• [TASK TO CARRY OUT]:
From the entries below, extract every line that includes the word "pile".

• [RECORDS]:

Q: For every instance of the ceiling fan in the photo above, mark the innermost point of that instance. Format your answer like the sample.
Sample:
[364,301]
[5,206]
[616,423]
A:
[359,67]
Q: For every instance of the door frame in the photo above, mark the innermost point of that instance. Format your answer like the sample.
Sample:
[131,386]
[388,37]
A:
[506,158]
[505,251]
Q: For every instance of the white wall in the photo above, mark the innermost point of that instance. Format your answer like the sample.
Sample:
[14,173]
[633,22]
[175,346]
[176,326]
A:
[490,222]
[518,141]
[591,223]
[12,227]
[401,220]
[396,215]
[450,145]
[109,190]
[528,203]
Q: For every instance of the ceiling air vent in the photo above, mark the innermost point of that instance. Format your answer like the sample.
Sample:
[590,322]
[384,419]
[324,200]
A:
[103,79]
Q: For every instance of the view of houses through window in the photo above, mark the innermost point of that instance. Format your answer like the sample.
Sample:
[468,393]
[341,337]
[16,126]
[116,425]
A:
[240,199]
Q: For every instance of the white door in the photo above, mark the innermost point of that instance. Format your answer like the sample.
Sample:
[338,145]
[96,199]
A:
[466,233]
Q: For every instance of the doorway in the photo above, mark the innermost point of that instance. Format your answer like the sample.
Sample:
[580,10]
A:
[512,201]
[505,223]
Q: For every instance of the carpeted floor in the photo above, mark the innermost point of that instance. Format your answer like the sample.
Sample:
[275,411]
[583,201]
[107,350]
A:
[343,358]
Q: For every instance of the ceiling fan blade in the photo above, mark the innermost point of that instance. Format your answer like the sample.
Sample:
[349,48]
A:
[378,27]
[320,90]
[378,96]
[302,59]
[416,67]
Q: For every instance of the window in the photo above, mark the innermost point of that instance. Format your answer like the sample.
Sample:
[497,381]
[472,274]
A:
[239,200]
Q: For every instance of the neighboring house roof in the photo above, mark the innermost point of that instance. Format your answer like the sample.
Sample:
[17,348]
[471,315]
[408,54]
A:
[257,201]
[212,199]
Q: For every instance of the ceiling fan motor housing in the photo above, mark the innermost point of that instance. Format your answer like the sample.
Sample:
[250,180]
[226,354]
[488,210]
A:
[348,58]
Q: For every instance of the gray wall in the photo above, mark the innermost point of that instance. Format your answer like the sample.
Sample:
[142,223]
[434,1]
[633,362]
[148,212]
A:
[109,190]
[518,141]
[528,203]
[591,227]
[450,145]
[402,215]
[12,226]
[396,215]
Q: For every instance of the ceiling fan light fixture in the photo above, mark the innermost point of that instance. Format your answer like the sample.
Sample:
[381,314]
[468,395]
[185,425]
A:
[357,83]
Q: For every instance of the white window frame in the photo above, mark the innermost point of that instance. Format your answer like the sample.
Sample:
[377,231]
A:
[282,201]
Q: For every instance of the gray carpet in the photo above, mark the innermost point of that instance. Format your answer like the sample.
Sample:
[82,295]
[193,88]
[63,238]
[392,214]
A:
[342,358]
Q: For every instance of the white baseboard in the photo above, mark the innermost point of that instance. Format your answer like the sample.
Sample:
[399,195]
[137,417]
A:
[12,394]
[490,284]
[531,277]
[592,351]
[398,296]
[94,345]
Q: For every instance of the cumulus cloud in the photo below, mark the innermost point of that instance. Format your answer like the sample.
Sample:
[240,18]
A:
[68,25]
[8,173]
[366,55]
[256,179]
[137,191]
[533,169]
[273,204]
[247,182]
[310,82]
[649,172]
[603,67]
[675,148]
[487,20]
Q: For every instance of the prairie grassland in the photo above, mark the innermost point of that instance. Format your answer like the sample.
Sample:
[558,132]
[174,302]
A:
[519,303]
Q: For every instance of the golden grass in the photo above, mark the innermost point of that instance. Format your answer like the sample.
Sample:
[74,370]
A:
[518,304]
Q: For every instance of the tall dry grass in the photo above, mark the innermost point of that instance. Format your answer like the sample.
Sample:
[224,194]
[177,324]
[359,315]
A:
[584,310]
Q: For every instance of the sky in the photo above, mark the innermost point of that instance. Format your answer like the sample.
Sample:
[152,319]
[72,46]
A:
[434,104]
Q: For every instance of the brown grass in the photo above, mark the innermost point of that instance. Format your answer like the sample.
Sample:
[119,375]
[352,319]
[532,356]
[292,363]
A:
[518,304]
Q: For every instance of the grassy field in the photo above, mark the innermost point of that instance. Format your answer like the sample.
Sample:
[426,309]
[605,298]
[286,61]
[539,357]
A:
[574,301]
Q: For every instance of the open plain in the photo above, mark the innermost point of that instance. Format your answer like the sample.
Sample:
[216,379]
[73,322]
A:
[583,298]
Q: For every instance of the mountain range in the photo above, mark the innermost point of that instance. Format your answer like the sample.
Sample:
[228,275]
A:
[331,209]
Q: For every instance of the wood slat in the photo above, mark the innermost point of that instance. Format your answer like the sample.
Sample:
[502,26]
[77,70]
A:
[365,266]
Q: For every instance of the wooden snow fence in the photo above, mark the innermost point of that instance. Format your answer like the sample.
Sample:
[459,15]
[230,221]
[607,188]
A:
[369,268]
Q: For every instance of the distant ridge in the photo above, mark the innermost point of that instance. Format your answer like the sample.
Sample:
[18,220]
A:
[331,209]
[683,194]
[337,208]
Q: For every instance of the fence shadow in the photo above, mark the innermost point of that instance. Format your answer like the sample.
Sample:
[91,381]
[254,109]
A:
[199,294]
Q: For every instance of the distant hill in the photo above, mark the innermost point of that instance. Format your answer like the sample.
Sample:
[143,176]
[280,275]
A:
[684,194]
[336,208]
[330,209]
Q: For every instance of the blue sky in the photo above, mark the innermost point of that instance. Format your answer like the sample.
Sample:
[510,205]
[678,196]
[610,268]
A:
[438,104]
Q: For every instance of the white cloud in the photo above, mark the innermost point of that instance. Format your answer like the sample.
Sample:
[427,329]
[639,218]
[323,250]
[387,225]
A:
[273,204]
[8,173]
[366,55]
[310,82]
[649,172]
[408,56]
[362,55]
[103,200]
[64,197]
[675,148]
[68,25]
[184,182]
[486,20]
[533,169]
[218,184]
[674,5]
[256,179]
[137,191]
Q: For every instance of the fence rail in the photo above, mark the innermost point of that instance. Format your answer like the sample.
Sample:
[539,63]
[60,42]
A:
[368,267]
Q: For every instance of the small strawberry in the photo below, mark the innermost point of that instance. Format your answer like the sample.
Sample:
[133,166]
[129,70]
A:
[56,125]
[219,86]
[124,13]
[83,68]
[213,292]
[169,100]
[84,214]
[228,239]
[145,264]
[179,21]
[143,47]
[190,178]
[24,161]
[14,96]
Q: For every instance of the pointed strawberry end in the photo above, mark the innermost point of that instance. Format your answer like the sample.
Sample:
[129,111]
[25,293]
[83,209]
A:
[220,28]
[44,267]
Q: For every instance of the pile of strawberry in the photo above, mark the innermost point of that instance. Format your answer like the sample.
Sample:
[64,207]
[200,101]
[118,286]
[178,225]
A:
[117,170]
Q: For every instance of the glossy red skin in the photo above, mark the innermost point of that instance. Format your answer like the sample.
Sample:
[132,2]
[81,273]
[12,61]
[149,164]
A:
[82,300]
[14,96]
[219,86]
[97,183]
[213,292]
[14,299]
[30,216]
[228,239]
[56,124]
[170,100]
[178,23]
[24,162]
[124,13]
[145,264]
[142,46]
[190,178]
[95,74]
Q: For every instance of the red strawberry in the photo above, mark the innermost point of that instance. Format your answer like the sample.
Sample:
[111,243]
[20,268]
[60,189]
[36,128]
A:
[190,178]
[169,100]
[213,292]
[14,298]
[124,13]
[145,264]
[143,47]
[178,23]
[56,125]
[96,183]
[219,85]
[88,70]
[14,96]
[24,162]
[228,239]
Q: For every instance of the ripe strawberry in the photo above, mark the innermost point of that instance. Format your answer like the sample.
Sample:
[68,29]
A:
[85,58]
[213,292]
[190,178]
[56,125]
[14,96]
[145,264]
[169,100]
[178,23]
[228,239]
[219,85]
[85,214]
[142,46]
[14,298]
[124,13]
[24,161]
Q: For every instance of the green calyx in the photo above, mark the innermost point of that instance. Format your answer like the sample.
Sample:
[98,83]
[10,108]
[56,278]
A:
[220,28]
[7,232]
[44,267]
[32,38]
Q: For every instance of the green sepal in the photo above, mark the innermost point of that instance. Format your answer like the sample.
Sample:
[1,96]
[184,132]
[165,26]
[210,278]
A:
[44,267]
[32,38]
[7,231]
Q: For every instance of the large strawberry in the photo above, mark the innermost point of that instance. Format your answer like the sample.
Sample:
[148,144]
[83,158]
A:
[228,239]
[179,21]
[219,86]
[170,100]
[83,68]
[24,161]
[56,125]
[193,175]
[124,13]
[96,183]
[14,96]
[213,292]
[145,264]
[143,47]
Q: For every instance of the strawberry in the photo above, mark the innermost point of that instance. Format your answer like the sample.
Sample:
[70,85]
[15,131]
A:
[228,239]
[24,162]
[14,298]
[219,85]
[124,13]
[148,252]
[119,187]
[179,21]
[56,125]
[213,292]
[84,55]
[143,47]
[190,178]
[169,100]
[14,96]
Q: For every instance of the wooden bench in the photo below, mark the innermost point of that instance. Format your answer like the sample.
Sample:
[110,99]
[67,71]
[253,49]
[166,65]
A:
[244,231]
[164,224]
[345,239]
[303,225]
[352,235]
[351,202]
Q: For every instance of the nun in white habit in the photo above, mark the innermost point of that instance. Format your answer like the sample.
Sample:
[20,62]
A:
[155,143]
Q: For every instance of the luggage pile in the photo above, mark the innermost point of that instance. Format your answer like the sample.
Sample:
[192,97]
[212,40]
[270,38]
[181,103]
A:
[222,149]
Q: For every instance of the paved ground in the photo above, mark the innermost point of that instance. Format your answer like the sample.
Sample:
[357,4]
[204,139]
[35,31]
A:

• [RESULT OF THIS TASK]:
Q: For every instance of the pile of strawberry in the photo above, mark the innermost point of that instance. Format your answer like the sample.
Q: For every instance of the luggage pile in the photo above, mark the innermost point of that instance. Format your answer like the sample.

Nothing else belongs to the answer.